__Petunjuk Tugas__
A: Perbarui kutipan teks dengan menuliskan ulang seluruh bagian mulai dari "Ini bukti, terlepas" sampai dengan "dan cenderung malu-malu.". Di dalamnya, ganti "kesarjanaan Islam" menjadi "cendekiawan Muslim".
B: Jawablah pertanyaan berikut berdasarkan kutipan teks.
(i) Di kalangan mana naluri dan gairah diskusi disebut diam-diam hidup?
(ii) Al-Qarrafi adalah ahli hukum dari negara mana dan dari abad ke berapa?
(iii) Pembacaan teks keagamaan yang statis tanpa penafsiran progresif disebut sebagai apa?

__Kutipan Teks__
::::::

Ini bukti, terlepas dari kontroversi yang menyelimutinya, bahwa ada naluri dan gairah-gairah
diskusi yang sebetulnya diam-diam hidup di kalangan kesarjanaan Islam atau di NU
khususnya, meski sporadis dan cenderung malu-malu.
Upaya
Masdar untuk membongkar pemahaman-pemahaman yang dianggap mapan barangkali sejalan
dengan gagasan Al-Qarrafi, ahli hukum Mesir dari abad ke-13, bahwa ”al-jumûd
‘alã al-manqûlãt abadan dalãlun fid din wa jahlun bi maqãsidihi”, pembacaan-pembacaan
teks keagamaan yang bersifat statis nir-penafsiran yang progresif adalah kesesatan
abadi dalam beragama.

::::::

Rangkaian baris
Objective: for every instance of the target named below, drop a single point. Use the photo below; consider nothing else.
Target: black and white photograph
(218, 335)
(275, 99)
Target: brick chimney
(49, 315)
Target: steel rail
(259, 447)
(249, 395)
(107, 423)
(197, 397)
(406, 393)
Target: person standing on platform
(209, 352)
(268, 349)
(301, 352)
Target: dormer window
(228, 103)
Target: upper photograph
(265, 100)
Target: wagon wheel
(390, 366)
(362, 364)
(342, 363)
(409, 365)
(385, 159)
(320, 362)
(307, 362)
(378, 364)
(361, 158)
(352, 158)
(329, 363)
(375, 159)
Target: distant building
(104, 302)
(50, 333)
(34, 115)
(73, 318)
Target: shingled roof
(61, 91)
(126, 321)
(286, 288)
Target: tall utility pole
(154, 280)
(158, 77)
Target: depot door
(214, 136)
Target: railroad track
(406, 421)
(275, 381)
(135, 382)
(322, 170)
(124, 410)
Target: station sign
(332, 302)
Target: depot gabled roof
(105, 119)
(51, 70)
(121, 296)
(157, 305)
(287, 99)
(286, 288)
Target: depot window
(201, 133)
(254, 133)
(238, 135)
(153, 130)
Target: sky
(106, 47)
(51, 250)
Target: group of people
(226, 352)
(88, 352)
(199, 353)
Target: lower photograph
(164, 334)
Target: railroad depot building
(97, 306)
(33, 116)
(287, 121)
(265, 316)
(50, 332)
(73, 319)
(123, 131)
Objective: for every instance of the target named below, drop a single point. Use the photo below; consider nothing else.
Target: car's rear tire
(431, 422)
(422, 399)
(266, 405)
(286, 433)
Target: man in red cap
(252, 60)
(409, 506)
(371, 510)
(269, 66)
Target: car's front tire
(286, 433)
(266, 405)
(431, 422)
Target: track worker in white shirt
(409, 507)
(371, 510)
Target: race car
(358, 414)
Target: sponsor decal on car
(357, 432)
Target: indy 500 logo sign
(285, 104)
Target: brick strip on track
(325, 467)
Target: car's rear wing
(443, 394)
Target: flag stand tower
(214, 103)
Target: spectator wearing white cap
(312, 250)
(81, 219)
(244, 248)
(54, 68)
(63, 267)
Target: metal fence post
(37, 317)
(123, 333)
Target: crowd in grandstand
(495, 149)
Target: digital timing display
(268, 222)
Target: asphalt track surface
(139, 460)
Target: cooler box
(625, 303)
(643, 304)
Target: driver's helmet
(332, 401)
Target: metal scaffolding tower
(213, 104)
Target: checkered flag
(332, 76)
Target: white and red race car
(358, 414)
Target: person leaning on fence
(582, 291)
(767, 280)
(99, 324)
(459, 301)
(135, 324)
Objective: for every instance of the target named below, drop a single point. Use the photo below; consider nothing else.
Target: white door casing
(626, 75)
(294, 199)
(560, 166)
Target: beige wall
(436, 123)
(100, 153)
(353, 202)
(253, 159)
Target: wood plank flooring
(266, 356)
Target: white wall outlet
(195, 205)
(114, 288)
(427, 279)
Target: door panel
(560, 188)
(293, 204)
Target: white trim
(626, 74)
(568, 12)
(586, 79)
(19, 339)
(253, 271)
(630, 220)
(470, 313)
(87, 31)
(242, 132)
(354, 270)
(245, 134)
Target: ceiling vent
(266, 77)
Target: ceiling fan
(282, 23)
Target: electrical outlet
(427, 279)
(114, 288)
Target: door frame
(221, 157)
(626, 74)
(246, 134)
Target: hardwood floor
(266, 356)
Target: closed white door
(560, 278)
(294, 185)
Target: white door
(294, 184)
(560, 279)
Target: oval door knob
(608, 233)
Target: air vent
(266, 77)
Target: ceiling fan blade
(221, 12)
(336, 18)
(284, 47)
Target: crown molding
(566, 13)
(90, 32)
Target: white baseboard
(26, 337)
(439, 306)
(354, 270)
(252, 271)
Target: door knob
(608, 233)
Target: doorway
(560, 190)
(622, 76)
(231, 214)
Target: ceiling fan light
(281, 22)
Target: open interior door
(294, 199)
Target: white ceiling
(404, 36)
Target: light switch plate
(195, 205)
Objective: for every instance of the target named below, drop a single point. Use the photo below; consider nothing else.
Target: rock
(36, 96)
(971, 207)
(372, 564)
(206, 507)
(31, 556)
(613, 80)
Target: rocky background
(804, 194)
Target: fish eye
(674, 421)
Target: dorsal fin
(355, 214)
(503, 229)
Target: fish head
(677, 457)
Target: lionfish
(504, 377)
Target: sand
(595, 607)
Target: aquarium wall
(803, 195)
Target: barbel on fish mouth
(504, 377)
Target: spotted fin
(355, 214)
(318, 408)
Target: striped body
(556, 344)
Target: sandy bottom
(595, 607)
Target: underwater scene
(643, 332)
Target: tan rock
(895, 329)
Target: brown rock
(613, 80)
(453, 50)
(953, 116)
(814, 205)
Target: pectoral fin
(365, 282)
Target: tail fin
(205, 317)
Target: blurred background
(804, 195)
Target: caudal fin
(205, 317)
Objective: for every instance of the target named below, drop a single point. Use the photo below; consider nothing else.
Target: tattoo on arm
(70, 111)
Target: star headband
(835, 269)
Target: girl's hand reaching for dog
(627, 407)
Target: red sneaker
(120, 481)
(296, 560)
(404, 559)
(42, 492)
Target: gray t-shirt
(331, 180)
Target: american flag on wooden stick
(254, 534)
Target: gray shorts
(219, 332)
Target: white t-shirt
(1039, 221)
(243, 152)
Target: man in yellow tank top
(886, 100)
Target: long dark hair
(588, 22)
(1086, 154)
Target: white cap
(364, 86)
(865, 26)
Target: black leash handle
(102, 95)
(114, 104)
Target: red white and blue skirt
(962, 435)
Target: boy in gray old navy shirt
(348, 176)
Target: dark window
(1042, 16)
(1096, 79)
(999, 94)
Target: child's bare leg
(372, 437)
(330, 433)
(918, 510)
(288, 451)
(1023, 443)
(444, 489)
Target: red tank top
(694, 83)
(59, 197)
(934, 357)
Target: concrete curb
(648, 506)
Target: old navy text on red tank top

::::::

__Kunci Jawaban__
A:
Ini bukti, terlepas dari kontroversi yang menyelimutinya, bahwa ada naluri dan gairah-gairah
diskusi yang sebetulnya diam-diam hidup di kalangan cendekiawan Muslim atau di NU
khususnya, meski sporadis dan cenderung malu-malu.

B:
(i) Di kalangan kesarjanaan Islam atau di NU khususnya.
(ii) Mesir, abad ke-13.
(iii) Kesesatan abadi dalam beragama.